● **PROBLEM DESCRIPTION**
Find "example: [8, 212]" in the data below; transcribe the line it appears on and each line after it, exactly, to the end, and nothing else.

● **Dataset excerpts on object pointing**
___

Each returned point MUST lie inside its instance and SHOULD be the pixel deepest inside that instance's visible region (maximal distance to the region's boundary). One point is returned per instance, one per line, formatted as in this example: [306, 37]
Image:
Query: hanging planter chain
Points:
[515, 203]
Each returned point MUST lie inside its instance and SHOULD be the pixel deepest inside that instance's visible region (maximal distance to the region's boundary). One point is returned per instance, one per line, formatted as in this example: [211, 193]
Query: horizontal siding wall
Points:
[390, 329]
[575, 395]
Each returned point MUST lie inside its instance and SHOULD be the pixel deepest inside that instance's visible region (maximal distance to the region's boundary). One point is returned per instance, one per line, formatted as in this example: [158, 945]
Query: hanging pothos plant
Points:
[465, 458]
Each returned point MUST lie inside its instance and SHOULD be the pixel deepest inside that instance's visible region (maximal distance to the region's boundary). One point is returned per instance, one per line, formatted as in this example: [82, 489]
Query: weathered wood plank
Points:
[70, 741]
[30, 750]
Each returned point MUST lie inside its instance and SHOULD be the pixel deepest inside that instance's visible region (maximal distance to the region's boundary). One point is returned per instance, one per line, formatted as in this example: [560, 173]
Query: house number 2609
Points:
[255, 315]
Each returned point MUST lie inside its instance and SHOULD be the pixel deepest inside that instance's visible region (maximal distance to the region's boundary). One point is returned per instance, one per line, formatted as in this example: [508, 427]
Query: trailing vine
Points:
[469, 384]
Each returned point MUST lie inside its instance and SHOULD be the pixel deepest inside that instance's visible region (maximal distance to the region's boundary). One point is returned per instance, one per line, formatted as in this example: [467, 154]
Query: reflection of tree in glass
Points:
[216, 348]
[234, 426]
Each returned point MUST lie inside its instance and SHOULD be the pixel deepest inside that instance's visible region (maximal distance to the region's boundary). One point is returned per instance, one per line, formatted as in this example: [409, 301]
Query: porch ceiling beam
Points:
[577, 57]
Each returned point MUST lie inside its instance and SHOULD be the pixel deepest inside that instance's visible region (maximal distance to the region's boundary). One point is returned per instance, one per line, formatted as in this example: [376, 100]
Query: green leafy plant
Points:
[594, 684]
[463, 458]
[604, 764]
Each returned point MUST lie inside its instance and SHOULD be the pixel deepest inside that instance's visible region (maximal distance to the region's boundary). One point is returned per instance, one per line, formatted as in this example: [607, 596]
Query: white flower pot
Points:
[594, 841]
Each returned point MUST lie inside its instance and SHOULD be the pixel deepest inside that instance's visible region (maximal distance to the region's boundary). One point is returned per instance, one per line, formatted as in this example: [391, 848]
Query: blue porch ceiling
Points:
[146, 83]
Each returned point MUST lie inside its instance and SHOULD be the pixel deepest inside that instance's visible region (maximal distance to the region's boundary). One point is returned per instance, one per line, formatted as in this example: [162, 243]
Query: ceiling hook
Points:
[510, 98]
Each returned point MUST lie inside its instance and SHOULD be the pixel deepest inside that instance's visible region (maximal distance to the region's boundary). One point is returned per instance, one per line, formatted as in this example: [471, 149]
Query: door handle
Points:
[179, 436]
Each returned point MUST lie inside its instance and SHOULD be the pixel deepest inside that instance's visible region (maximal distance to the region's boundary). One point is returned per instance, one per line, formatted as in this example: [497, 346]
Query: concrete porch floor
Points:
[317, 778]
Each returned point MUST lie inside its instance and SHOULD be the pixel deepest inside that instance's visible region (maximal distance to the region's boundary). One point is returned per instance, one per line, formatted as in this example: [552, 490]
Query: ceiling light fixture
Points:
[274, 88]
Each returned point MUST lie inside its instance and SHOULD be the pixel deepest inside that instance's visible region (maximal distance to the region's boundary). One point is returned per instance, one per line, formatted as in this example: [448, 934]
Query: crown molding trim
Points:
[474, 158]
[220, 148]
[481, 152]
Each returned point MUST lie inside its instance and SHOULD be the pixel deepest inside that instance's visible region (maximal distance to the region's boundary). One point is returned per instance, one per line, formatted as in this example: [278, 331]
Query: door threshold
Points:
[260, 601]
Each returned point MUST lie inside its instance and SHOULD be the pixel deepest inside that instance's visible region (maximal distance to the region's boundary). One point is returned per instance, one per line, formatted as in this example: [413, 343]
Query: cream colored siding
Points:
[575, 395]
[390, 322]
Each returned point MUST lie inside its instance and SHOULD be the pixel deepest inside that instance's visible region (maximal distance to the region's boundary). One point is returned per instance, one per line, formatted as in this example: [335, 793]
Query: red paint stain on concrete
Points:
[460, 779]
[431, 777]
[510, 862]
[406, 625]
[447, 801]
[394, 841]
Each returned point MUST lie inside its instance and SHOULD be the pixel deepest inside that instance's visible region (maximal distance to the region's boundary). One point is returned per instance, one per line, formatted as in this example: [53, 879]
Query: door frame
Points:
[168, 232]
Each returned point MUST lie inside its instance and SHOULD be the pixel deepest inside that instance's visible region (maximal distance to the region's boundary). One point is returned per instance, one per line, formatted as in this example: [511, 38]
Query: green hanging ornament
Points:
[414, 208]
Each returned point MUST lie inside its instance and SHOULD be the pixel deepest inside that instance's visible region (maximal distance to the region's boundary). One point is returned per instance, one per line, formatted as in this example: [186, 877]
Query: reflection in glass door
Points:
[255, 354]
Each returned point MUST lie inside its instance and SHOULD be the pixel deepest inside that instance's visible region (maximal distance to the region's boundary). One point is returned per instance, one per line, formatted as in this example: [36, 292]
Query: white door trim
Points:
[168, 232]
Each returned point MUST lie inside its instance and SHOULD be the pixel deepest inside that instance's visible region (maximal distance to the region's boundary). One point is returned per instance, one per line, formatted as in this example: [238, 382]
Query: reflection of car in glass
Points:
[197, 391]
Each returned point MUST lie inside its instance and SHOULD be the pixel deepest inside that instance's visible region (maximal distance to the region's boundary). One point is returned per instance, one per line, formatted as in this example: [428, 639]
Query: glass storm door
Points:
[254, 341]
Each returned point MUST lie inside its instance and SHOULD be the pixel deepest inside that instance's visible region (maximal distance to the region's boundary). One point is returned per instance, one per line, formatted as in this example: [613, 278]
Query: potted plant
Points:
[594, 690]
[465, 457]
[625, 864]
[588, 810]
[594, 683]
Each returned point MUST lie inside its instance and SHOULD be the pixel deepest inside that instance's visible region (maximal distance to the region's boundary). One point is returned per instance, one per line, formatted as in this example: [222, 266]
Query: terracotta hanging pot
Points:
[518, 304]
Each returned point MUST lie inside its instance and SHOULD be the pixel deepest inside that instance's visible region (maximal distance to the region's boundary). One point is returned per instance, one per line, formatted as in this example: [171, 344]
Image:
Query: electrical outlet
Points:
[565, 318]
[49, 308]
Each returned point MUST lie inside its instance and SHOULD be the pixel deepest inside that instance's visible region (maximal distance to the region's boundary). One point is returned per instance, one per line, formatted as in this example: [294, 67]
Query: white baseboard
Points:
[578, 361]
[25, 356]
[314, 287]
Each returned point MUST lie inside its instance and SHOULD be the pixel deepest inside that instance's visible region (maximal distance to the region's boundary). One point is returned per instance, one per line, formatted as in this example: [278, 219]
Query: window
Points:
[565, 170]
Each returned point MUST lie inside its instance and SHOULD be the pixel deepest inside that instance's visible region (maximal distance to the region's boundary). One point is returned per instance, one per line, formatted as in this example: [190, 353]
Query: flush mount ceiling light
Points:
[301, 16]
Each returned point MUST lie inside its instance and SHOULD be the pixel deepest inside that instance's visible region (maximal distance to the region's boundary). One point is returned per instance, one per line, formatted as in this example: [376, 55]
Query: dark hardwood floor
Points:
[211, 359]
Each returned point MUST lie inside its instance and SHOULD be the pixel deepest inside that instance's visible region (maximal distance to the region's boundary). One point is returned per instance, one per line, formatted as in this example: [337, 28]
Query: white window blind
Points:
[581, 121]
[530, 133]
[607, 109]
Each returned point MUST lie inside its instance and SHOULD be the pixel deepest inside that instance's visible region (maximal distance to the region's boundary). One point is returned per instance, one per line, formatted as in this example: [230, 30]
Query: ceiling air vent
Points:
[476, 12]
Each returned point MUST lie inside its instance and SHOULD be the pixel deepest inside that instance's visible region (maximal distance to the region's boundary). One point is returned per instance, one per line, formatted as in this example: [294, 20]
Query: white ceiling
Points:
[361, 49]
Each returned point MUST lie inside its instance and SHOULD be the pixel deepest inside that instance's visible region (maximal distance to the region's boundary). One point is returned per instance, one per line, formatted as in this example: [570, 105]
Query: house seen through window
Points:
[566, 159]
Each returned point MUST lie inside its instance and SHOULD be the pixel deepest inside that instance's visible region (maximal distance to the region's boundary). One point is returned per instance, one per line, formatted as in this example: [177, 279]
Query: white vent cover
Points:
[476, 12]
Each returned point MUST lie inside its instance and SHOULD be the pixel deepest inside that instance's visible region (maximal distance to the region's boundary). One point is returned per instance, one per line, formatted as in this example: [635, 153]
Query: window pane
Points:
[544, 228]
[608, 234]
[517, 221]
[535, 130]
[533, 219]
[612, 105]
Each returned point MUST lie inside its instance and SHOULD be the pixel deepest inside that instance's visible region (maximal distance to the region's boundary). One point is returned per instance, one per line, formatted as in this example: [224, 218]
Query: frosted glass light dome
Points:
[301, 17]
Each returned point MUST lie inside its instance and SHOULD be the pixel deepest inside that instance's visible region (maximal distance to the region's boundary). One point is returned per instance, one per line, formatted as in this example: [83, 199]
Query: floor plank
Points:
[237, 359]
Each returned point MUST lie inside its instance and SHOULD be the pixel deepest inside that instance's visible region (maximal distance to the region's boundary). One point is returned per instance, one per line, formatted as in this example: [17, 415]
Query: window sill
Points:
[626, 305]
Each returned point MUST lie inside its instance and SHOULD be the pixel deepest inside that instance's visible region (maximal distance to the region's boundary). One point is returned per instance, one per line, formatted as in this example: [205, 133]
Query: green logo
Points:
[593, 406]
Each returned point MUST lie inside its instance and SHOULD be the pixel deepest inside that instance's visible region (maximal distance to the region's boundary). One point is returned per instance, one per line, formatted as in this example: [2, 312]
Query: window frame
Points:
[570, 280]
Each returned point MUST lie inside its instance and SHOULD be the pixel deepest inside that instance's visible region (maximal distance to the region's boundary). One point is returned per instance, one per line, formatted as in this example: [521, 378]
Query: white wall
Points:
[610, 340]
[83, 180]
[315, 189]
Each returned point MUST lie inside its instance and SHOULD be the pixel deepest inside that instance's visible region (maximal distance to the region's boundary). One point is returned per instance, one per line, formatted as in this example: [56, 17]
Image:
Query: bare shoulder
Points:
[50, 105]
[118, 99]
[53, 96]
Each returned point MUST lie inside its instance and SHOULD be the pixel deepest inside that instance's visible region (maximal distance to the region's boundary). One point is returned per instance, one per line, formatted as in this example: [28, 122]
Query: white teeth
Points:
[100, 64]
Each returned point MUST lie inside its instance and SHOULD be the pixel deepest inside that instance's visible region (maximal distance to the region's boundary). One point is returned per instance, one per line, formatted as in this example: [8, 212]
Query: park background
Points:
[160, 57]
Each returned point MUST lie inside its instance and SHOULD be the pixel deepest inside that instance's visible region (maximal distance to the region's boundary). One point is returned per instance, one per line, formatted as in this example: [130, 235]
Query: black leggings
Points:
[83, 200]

___

● **OUTPUT**
Each returned point MUST lie inside its instance and SHOULD be the pixel deepest inside that instance's visible region (maximal distance to the region's boundary). One point is returned per instance, one per line, formatted as in this example: [8, 212]
Query: park background
Points:
[160, 57]
Each returned point MUST lie inside its instance and SHOULD be the pixel deepest inside that instance's visible region (maximal distance to the region's boundary). One point is returned per instance, one per line, formatted as in this example: [130, 235]
Query: black leggings
Points:
[83, 200]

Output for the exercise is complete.